⟨

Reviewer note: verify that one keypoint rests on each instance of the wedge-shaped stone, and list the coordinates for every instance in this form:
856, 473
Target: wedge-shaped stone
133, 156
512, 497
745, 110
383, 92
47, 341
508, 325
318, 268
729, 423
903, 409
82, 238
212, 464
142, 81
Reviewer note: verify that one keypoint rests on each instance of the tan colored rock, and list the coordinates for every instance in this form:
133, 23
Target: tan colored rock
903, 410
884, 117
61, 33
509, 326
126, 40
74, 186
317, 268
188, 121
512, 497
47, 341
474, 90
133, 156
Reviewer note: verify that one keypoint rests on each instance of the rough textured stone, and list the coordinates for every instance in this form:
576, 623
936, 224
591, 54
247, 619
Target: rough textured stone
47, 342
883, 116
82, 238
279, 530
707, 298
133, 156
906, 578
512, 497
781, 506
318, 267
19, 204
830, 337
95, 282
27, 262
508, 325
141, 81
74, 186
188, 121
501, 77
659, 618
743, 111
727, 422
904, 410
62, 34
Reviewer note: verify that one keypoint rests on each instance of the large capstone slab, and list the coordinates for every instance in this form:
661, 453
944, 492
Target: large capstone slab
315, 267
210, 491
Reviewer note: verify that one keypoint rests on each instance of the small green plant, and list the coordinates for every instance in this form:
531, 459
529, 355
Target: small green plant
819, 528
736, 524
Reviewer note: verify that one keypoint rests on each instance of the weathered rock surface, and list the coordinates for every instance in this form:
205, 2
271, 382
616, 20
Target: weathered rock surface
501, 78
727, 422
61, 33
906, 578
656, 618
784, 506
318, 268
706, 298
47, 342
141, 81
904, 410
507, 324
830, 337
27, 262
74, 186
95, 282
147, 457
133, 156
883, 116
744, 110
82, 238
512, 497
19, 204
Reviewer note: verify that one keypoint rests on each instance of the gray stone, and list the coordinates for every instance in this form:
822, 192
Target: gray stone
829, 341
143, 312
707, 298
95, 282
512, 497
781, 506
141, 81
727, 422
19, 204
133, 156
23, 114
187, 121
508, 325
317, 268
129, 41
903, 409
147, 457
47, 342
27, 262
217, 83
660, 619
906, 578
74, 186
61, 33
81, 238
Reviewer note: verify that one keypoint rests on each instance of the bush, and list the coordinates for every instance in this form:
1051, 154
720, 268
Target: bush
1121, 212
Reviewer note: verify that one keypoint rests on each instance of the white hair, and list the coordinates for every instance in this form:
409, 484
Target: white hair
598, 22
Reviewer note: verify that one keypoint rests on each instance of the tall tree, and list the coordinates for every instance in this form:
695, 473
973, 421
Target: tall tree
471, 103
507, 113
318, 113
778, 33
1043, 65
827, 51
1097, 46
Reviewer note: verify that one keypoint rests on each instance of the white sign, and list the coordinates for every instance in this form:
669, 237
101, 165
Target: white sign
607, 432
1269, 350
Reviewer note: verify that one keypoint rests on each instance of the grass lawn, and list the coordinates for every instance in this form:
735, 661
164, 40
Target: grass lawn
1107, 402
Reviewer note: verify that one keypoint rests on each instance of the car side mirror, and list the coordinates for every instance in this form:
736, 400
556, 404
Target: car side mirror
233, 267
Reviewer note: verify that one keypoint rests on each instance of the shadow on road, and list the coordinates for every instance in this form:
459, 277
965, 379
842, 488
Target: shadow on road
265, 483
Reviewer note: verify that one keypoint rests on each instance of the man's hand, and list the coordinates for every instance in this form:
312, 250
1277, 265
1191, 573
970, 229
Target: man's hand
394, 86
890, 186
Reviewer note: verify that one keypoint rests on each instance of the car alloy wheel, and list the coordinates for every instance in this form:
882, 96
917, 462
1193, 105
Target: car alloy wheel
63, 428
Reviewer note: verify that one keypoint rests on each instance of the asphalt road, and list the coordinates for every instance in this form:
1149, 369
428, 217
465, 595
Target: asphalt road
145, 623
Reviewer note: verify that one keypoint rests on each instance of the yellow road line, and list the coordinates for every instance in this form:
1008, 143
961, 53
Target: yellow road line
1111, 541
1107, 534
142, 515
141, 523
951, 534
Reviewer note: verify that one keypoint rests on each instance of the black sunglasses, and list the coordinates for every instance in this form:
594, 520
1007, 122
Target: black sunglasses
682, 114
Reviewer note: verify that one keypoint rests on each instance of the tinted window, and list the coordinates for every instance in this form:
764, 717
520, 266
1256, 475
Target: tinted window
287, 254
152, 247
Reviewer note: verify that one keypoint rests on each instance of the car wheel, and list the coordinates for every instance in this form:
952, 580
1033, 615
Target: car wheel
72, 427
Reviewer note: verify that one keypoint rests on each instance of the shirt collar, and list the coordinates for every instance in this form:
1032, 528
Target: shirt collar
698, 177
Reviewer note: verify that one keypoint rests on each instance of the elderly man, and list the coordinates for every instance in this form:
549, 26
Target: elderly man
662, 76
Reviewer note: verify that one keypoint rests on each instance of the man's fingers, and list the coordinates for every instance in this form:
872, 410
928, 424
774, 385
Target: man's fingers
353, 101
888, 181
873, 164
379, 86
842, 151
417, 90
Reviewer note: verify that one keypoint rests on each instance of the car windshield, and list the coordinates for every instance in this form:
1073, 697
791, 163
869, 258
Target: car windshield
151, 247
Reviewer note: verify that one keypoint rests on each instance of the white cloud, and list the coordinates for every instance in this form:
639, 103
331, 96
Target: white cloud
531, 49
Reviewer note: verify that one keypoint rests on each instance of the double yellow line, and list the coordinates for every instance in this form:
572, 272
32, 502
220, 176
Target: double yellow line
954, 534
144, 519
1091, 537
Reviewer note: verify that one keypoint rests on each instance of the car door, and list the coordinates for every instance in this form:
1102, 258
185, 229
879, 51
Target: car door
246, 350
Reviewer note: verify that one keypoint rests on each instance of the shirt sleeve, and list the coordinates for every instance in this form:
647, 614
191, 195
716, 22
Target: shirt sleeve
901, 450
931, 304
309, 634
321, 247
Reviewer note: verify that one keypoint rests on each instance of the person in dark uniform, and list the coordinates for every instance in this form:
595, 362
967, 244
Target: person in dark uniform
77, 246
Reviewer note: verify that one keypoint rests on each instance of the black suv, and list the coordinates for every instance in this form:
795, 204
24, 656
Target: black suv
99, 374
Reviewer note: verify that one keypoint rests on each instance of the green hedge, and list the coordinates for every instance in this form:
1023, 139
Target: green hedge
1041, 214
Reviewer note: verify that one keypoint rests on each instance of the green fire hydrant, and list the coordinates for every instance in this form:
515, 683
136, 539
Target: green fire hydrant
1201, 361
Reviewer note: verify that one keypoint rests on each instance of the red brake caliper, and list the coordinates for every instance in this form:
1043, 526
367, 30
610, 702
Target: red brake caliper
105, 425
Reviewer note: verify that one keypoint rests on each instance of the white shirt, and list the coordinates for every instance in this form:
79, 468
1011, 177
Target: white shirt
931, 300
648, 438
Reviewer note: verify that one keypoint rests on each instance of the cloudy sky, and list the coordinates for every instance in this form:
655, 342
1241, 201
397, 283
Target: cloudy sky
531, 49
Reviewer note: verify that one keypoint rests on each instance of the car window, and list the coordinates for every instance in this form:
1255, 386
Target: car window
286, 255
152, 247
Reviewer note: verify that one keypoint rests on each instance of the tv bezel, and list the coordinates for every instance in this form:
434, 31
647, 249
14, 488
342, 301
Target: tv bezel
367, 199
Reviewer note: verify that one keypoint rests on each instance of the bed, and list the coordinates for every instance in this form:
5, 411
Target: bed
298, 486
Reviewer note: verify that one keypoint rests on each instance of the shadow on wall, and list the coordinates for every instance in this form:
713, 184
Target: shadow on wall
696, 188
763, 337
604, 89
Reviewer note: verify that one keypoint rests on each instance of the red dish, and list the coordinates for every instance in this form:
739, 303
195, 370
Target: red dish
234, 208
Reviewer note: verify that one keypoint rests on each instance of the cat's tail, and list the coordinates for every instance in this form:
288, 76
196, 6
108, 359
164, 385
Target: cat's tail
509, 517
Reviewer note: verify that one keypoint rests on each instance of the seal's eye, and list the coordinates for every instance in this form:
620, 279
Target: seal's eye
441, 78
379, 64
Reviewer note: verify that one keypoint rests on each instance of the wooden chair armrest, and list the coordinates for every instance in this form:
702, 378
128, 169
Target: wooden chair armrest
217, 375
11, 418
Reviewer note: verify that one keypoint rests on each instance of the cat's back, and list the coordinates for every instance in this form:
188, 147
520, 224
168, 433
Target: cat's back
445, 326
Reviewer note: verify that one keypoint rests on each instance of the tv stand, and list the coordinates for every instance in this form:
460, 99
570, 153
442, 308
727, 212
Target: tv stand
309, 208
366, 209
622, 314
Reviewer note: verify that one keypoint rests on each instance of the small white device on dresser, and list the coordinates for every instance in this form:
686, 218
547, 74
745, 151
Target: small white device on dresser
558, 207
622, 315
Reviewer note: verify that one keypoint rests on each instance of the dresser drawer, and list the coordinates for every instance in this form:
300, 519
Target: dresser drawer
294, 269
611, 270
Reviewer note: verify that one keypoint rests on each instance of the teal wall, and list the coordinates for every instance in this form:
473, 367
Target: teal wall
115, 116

⟩

Reproduce word for word the part of the records that opens with the line containing "tv stand, and" and closes with the final line of the records.

(Reply to the task):
Reviewer note: verify that one keypoint rests on each instance of the tv stand, and list the coordinates for every instance in this form:
460, 99
570, 153
442, 308
727, 212
Target: tv stand
309, 208
366, 209
622, 314
Reviewer note: verify that one keypoint rests on each instance of the small white device on dresser, and list the coordinates for every instance in this form:
686, 218
547, 74
745, 151
Target: small white device on dresser
558, 207
622, 315
Reviewer note: verify that one keypoint rests on each instance of the dresser drawer, and list the coordinates for every instance in this form:
300, 519
Target: dresser drawer
294, 269
611, 270
Reviewer note: verify that one keypoint rests on each instance of the teal wall, and list the coordinates for every instance in this form:
473, 367
Target: teal wall
115, 116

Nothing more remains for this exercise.